Set problem.
Please rewrite the part that opens with the line containing "request: segment every instance of the window" and closes with the line containing "[[[272,46],[270,52],[270,56],[277,56],[277,47]]]", changing "even-odd" to "nonzero" and leaving everything else as it is.
- - -
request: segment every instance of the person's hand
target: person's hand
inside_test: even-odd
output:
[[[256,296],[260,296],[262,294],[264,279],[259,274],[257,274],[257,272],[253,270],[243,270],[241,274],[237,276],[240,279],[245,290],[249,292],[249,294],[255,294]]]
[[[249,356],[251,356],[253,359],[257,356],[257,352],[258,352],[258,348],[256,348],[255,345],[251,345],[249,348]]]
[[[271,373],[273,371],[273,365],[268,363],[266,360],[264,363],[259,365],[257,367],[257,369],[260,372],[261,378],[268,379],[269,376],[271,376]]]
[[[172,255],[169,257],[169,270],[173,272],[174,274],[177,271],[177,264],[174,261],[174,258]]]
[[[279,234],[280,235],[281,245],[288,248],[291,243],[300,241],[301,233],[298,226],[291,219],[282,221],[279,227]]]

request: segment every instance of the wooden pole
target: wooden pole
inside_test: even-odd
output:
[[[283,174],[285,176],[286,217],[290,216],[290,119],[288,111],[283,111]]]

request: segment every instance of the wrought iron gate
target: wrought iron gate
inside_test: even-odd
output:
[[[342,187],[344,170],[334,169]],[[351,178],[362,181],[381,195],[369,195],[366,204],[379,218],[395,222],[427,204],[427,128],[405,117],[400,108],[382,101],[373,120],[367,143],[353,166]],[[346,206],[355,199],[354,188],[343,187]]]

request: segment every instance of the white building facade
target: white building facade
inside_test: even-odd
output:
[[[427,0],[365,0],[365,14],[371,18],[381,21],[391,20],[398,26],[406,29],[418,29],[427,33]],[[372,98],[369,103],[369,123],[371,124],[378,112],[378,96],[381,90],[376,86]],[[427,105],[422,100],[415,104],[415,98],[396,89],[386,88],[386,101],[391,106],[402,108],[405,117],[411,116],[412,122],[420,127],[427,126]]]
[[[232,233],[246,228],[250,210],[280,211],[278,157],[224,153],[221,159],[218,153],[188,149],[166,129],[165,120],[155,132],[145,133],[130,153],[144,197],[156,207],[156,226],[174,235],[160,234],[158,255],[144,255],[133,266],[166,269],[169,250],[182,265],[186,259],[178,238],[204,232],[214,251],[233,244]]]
- - -
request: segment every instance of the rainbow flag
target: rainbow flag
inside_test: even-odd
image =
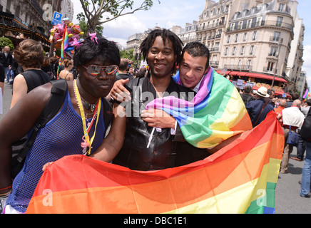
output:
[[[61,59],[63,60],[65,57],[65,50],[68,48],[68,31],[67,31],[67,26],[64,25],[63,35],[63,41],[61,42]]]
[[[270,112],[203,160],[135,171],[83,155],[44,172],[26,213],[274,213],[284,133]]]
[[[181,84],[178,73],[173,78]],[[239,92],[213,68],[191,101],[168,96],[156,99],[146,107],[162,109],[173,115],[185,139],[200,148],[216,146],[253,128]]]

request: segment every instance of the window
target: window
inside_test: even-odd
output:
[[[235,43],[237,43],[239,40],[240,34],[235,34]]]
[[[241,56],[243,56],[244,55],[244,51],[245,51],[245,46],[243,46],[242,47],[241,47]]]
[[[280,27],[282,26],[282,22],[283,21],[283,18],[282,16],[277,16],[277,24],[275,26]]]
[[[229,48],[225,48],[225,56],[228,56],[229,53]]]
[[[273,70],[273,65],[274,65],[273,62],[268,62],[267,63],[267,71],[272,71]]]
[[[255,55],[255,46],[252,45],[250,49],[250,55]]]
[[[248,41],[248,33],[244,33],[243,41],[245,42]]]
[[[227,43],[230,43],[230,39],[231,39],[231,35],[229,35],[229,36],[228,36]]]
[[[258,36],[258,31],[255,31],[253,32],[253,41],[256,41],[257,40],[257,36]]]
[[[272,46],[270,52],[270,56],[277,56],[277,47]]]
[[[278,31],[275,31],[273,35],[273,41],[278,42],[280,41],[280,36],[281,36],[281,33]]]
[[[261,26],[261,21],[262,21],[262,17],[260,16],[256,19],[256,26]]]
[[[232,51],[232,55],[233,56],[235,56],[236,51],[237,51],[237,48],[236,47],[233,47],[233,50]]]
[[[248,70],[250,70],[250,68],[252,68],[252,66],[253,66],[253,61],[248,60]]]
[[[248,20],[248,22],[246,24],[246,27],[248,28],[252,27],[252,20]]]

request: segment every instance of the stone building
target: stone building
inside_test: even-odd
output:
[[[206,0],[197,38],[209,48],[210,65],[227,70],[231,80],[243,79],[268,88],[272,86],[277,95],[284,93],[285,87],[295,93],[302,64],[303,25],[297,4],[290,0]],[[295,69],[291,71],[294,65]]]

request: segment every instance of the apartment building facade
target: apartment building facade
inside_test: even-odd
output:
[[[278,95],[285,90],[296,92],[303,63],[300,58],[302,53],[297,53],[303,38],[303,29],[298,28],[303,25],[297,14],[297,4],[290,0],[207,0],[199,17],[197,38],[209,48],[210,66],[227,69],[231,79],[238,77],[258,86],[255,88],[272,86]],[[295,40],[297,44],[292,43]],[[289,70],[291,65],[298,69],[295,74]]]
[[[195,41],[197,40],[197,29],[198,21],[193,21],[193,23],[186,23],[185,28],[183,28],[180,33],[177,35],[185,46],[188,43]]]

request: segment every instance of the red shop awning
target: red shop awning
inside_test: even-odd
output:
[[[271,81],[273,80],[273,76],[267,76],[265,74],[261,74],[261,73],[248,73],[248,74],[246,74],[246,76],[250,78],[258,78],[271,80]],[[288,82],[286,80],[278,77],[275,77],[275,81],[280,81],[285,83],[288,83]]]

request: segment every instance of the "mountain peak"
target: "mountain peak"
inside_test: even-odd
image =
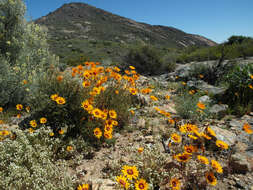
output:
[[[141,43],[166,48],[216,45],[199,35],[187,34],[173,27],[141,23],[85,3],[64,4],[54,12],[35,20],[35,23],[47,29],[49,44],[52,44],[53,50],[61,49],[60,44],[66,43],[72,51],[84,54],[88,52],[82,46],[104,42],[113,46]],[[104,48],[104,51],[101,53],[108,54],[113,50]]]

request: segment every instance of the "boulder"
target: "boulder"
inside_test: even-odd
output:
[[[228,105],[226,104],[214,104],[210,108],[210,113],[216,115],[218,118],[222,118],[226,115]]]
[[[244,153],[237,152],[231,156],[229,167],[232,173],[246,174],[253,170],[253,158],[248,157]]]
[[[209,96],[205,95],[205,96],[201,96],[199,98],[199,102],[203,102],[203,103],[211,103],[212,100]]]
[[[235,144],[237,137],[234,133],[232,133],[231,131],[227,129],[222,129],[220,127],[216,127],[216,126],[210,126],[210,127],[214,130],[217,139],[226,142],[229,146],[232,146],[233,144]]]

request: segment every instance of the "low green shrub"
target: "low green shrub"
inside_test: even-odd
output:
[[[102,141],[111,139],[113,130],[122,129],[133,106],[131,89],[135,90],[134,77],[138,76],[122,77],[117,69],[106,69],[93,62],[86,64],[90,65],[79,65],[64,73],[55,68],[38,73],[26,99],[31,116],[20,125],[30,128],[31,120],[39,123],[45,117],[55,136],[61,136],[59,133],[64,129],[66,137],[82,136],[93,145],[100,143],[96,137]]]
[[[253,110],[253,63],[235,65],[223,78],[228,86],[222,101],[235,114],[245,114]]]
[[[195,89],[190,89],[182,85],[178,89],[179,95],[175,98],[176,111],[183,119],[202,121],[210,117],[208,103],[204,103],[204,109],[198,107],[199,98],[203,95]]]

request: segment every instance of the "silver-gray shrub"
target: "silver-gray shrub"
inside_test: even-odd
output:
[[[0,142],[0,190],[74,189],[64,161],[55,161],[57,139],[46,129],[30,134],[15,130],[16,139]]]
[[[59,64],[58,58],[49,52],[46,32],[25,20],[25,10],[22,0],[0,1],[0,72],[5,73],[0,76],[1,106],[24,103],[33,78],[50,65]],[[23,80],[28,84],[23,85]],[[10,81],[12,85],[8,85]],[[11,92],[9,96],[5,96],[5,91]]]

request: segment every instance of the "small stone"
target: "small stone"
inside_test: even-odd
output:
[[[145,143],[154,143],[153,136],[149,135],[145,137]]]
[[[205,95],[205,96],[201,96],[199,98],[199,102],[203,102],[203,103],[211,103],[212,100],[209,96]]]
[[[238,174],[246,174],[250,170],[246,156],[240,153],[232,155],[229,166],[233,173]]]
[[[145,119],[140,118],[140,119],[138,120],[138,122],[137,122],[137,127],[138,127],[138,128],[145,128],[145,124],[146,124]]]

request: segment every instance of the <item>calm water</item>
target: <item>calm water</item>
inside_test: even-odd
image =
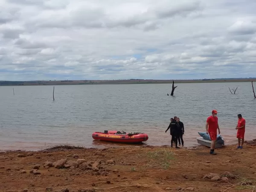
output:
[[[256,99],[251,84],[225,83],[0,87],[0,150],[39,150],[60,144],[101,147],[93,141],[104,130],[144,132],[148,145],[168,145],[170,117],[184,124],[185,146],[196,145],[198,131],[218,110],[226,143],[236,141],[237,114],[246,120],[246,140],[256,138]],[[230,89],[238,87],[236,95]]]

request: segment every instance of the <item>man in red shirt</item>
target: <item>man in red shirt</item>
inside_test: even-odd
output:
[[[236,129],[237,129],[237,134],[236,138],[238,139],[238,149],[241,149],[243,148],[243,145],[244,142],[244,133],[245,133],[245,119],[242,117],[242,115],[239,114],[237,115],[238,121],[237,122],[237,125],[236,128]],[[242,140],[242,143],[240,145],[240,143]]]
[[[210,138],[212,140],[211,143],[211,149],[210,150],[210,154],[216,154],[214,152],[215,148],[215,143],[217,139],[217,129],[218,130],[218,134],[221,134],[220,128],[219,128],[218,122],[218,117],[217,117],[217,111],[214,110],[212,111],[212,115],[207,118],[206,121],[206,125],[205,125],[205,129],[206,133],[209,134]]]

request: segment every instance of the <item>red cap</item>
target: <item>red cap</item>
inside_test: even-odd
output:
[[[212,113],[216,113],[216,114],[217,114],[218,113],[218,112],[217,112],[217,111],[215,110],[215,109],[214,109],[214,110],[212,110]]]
- - -
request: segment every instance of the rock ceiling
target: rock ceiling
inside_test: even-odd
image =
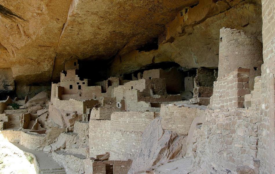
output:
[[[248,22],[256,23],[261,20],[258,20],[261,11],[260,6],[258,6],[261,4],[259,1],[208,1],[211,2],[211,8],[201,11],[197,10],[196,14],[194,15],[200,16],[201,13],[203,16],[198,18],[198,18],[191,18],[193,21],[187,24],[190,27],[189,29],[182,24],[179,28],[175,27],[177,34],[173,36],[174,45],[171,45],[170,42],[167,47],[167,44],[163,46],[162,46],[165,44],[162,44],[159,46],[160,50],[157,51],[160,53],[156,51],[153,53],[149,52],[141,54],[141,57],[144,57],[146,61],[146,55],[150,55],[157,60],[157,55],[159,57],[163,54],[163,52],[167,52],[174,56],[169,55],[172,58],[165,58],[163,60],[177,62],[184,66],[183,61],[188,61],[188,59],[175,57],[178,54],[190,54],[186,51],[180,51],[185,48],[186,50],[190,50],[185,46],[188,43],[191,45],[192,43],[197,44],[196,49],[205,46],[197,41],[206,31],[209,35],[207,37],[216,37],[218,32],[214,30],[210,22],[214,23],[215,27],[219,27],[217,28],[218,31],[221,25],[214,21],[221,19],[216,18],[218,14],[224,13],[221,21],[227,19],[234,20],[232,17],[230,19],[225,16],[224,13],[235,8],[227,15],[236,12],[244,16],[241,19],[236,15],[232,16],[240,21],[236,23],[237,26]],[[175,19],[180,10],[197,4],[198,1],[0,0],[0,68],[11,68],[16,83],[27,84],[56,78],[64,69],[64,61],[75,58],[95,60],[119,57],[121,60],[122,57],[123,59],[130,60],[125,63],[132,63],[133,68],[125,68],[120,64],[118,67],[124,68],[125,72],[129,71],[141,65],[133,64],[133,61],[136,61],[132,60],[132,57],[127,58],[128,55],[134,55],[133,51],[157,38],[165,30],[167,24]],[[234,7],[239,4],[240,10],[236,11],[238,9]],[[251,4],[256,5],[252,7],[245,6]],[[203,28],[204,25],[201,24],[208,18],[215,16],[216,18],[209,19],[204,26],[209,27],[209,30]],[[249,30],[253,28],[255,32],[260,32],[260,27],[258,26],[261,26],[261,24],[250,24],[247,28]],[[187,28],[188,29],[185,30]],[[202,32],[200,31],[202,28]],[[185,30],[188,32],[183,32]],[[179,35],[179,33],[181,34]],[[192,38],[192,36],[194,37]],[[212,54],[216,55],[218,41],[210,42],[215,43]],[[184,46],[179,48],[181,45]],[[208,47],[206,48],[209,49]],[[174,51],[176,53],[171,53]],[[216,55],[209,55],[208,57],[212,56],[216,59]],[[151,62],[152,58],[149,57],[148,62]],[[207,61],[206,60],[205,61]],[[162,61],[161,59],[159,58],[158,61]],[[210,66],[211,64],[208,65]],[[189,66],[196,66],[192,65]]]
- - -
Solution for this task.
request: segment every instance of the window
target: window
inside_test: nonzero
output:
[[[235,43],[237,43],[239,40],[240,34],[235,34]]]
[[[241,56],[243,56],[244,55],[244,51],[245,51],[245,46],[243,46],[242,47],[241,47]]]
[[[280,27],[282,26],[282,22],[283,21],[283,18],[282,16],[277,16],[277,24],[275,26]]]
[[[229,48],[225,48],[225,56],[228,56],[229,53]]]
[[[273,70],[273,65],[274,65],[273,62],[268,62],[267,63],[267,71],[272,71]]]
[[[255,55],[255,46],[252,45],[250,49],[250,55]]]
[[[248,41],[248,33],[244,33],[243,41],[245,42]]]
[[[227,43],[230,43],[230,39],[231,39],[231,35],[229,35],[229,36],[228,36]]]
[[[258,36],[258,31],[255,31],[253,32],[253,41],[256,41],[257,40],[257,36]]]
[[[272,46],[270,52],[270,56],[277,56],[277,47]]]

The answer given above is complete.